— begin DOCUMENT TEXT —

One of the things I have to keep reminding myself is that, in moving, I am not trying to recreate the life I had in Brighton, just a little bit cheaper and farther away from the sea. I loved living in Brighton – my flat had a sea view, there were coffee shops and convenience stores at the end of my street, good friends lived just moments away. It was by any measure a nice life, and I frittered away my first two weeks of house hunting looking for somewhere I could have the same, with less outlay on rent.
Finding the flat I am moving into actually took me realising that I was looking under false criteria: I moved because I felt I had fallen into a rut – enjoyable, comfortable, with really nice weather, but a rut nonetheless. How would I get the change I wanted, unless I actually embraced it?

— end DOCUMENT TEXT —

## THE TASK
Carry on the essay above about leaving Brighton, picking up right after its final sentence.

— begin RAW DATA —

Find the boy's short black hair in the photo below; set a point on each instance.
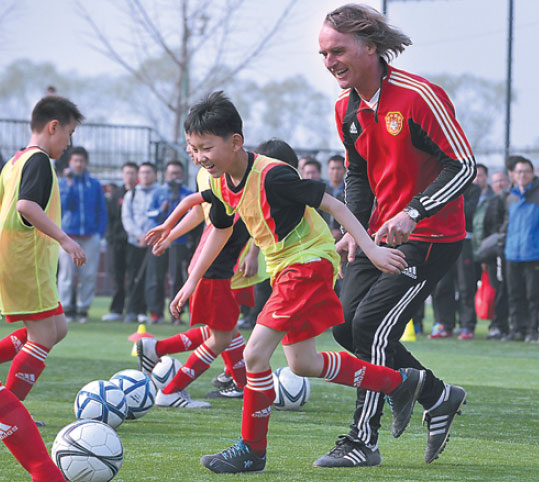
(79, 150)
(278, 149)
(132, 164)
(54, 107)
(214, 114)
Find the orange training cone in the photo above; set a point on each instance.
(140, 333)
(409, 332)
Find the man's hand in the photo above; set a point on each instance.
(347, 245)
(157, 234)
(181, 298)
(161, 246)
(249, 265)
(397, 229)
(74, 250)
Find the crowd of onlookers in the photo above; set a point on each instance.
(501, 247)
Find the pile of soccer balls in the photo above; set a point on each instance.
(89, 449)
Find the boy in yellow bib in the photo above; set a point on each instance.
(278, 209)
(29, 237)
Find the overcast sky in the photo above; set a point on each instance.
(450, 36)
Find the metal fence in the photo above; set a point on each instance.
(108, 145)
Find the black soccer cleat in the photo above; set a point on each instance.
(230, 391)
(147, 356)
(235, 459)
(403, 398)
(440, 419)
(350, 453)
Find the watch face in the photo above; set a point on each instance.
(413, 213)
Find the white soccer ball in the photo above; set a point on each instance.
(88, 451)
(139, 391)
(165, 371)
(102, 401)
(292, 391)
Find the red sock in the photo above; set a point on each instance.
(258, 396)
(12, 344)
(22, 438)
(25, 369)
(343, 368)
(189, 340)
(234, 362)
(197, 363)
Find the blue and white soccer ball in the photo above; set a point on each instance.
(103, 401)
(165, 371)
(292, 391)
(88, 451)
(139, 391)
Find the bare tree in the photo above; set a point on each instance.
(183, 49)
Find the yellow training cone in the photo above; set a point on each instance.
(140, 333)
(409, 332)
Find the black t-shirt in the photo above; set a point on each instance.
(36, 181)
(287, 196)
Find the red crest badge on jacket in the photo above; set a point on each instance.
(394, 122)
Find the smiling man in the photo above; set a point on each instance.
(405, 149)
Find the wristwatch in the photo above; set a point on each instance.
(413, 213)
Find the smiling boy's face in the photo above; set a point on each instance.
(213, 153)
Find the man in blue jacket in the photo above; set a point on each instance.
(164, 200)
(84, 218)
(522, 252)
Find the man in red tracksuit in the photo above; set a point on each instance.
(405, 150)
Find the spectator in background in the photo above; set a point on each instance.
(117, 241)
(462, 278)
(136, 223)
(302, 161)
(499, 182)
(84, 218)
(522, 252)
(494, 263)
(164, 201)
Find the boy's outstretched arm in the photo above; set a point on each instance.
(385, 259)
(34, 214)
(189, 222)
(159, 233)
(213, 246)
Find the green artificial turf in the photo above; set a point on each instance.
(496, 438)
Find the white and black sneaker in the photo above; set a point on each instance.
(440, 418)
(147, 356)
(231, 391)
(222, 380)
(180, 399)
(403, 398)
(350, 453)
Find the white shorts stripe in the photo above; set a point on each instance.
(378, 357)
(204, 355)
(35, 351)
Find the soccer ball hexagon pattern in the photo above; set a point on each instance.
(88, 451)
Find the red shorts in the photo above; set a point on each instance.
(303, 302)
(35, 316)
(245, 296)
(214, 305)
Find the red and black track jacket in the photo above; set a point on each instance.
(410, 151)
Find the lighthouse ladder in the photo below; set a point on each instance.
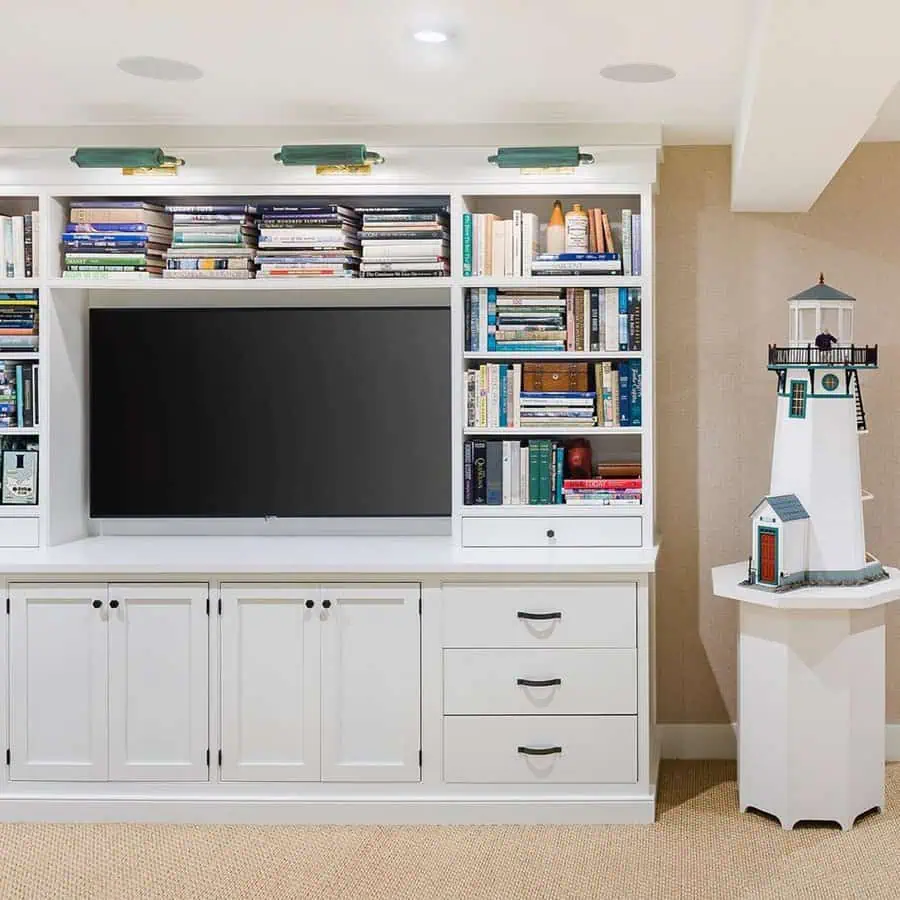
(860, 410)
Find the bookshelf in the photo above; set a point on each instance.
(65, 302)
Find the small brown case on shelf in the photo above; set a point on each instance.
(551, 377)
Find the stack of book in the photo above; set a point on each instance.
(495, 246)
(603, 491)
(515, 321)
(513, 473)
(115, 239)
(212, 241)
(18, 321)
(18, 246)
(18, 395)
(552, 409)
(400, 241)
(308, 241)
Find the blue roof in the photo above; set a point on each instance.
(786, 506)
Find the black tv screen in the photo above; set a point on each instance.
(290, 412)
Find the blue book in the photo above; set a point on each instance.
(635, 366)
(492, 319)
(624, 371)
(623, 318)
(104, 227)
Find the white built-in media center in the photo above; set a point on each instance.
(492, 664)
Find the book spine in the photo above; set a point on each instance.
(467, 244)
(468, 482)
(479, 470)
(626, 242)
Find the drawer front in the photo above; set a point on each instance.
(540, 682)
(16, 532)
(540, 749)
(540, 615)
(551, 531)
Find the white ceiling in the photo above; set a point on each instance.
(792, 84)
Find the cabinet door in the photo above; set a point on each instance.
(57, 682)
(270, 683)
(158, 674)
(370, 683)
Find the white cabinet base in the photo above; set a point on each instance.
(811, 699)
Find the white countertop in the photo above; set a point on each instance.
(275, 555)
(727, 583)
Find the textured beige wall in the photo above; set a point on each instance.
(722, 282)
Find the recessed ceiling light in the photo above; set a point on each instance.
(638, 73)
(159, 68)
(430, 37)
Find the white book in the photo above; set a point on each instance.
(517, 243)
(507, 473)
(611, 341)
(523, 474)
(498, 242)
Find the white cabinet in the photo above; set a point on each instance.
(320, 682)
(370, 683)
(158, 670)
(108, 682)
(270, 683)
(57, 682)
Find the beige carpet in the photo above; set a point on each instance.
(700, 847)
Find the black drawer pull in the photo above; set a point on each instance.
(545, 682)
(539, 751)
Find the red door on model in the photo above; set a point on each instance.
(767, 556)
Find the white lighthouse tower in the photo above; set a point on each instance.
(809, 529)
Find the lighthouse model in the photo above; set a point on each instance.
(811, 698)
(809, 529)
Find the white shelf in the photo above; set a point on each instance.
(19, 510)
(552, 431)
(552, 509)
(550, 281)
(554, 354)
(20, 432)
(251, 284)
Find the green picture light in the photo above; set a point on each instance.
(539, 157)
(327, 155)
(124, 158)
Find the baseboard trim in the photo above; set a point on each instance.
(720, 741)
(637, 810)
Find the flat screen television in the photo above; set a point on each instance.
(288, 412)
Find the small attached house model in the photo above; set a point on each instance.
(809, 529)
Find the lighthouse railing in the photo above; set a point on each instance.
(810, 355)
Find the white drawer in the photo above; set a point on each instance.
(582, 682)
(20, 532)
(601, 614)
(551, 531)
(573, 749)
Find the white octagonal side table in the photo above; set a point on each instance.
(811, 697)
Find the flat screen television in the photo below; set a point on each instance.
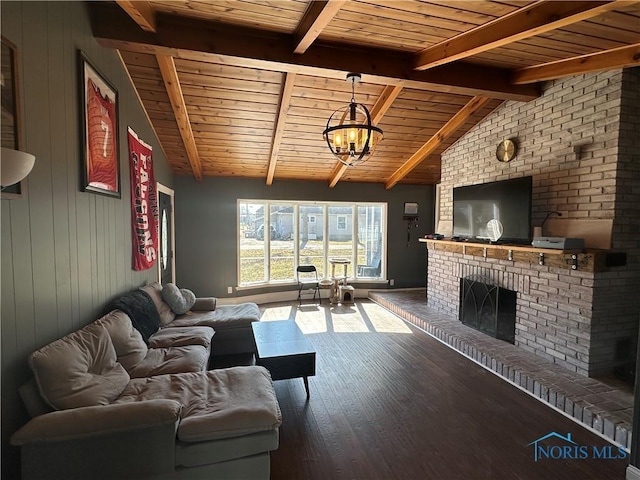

— end RAW DATA —

## THE RESPONSE
Part of that change, I had decided, would be about my body. Over the last couple of years, for a whole bunch of reasons – anxiety, middling health, a job that sees me sometimes spending 10 hours straight at a laptop – my weight has ballooned. It’s got to the stage where I often pass myself in the mirror and think, who is that? (I recently read Shonda Rhimes book, The Year of Yes, and the chapter she wrote on her weight had me nodding in recognition and cringing in embarrassment – I wasn’t even going to write this in case it spurred everyone to either go, ‘oh, wow, yeah, now that you mention it, I just noticed, you porker’ or conversely, all those ‘but you always look great!’ which are trying to be sweet but actually, like all those ‘you’re so lovely how can you be single/you’ll find someone’ comments make you feel WAY worse.)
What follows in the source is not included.